D'après le texte sur la religiosité populaire, quel nom Paul VI préfère-t-il donner à cette religiosité ?

_TEXTE À LIRE:_
=====
L’Amérique latine a connu un phénomène très intéressant que je souhaite citer ici, l’un des rares espaces où le peuple de Dieu était libre de l’influence du cléricalisme : je pense à la religiosité populaire. Ce fut l’un des rares espaces où le peuple (y compris ses pasteurs) et l’Esprit Saint ont pu se rencontrer sans le cléricalisme qui cherche à contrôler et freiner l’onction de Dieu sur les siens. Nous savons que la religiosité populaire, comme l’écrit si bien Paul VI dans son exhortation apostolique Evangelii nuntiandi, « a certainement ses limites. Elle est fréquemment ouverte à la pénétration de maintes déformations de la religion, mais, poursuit-il, si elle est bien orientée, surtout par une pédagogie d’évangélisation, elle est riche de valeurs. Elle traduit une soif de Dieu que seuls les simples et les pauvres peuvent connaître. Elle rend capable de générosité et de sacrifice jusqu’à l’héroïsme, lorsqu’il s’agit de manifester la foi. Elle comporte un sens aigu d’attributs profonds de Dieu : la paternité, la providence, la présence amoureuse et constante. Elle engendre des attitudes intérieures rarement observées ailleurs au même degré : patience, sens de la croix dans la vie quotidienne, détachement, ouverture aux autres, dévotion. En raison de ces aspects, nous l’appelons volontiers ‘piété populaire’, c’est-à-dire religion du peuple, plutôt que religiosité… Bien orientée, cette religiosité populaire peut être de plus en plus, pour nos masses populaires, une vraie rencontre avec Dieu en Jésus-Christ » (n. 48). Le pape Paul VI utilise un concept que j’estime fondamental : quand on parvient à écouter et à bien orienter la foi de notre peuple, ses orientations, ses recherches et ses désirs, ses aspirations, ils finissent par nous révéler une vraie présence de l’Esprit. Ayons confiance en notre Peuple, en sa mémoire et en son « flair », croyons à l’action du Saint Esprit sur lui et avec lui, et que cet Esprit n’appartient pas qu’à la hiérarchie de l’Eglise.

J’ai pris la religiosité populaire comme exemple car elle est la clef herméneutique qui peut nous aider à mieux comprendre l’action que nous produisons quand le saint peuple fidèle de Dieu prie et agit. Cette action ne reste pas liée à la sphère intime de la personne mais se transforme, au contraire, en culture : « Une culture populaire évangélisée contient des valeurs de foi et de solidarité qui peuvent provoquer le développement d’une société plus juste et croyante, et possède une sagesse propre qu’il faut savoir reconnaître avec un regard plein de reconnaissance » (Evangelii gaudium, n. 68).
=====
_EXTRAIT DE DONNÉES:_
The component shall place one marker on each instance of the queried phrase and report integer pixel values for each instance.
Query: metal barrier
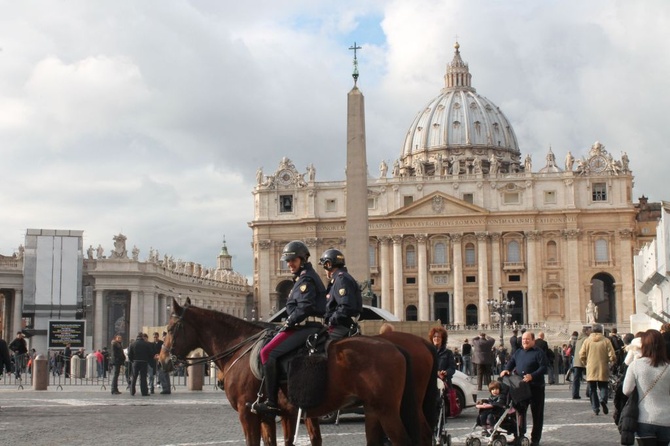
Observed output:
(60, 381)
=====
_RÉSULTAT:_ Il préfère l'appeler « piété populaire », c'est-à-dire religion du peuple.